## Selected passage
________________________________________
# spring and summer dessert menu ideas? what's new?



## m brown (May 29, 1999)

Hey, I have been living under a rock for a few months, but the sun is shining and it's time to put together the menus for the later spring and summer. What is going on out there? Any groovy new items adorning your sweets menus? What has worked in the past?
I love to ask this question each season to see what is going on in the industry. It gets lonely in the bake shop on your own  
New items for us are, Coconut Ginger Flan with caramel popcorn: Pecan tart with rum in phyllo, rhum caramel sauce served with banana gelato: Burbon Vanilla cheese cakes with honey pineapple compote and lyechee, exotic and raspberry sauces round out the newbies. 
Looks like I will be flying solo this summer with my own shop. YIKES!!!!!


----------



## w.debord (Mar 6, 2001)

I have to ask...what's a pecan tart in phyllo consist of? Do you mean a pecan purse?


----------



## m brown (May 29, 1999)

pam spray a muffin tin or 4 oz single serving tin, 6 layered buttered sheets, cut 1/6 of a sheet of phyllo stuff into the tin. place pecans and the pie syrup into the "cup" and bake. Pops out, serve warm dusted with cocoa or 10x sugar.


----------



## momoreg (Mar 4, 2000)

That sounds lovely...  

So does your solo gig! Please tell what sort of operation you are planning. It must be a ton of work (but worth it, right?).

The newest thing on my menu is a raspberry and citrus martini. I pipe pretty lines of ganache up the sides of a martini glass, and fill with layers of mousses and fruit curds. It's very refreshing. I serve it with a tuile in the shape of a bow, with long ribbons. Easy for huge parties, and nice presentation.
________________________________________
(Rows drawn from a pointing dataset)
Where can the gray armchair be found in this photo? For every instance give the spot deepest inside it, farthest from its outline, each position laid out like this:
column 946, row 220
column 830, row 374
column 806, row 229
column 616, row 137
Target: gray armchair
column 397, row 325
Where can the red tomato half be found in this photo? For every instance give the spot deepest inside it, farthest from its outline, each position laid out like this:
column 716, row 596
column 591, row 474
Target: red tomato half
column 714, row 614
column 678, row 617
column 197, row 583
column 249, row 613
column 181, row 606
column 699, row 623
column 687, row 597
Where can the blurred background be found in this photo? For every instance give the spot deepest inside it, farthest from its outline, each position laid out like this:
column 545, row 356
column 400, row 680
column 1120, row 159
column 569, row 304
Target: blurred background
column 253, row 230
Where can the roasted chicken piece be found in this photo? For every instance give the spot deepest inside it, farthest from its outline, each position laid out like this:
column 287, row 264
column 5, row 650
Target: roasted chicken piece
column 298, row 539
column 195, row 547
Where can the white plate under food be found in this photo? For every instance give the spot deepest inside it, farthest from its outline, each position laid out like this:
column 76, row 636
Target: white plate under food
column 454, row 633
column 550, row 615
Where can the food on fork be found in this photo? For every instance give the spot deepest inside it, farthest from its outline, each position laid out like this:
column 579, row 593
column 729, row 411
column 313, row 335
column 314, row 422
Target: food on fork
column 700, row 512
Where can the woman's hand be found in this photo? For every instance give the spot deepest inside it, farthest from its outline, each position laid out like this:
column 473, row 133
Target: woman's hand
________________________________________
## The request
Revise the dessert menu thread from "## momoreg (Mar" up to and including "and nice presentation.", replacing "tuile" with "wafer". The records are not required for this work.

## Output of the exercise
## momoreg (Mar 4, 2000)

That sounds lovely...  

So does your solo gig! Please tell what sort of operation you are planning. It must be a ton of work (but worth it, right?).

The newest thing on my menu is a raspberry and citrus martini. I pipe pretty lines of ganache up the sides of a martini glass, and fill with layers of mousses and fruit curds. It's very refreshing. I serve it with a wafer in the shape of a bow, with long ribbons. Easy for huge parties, and nice presentation.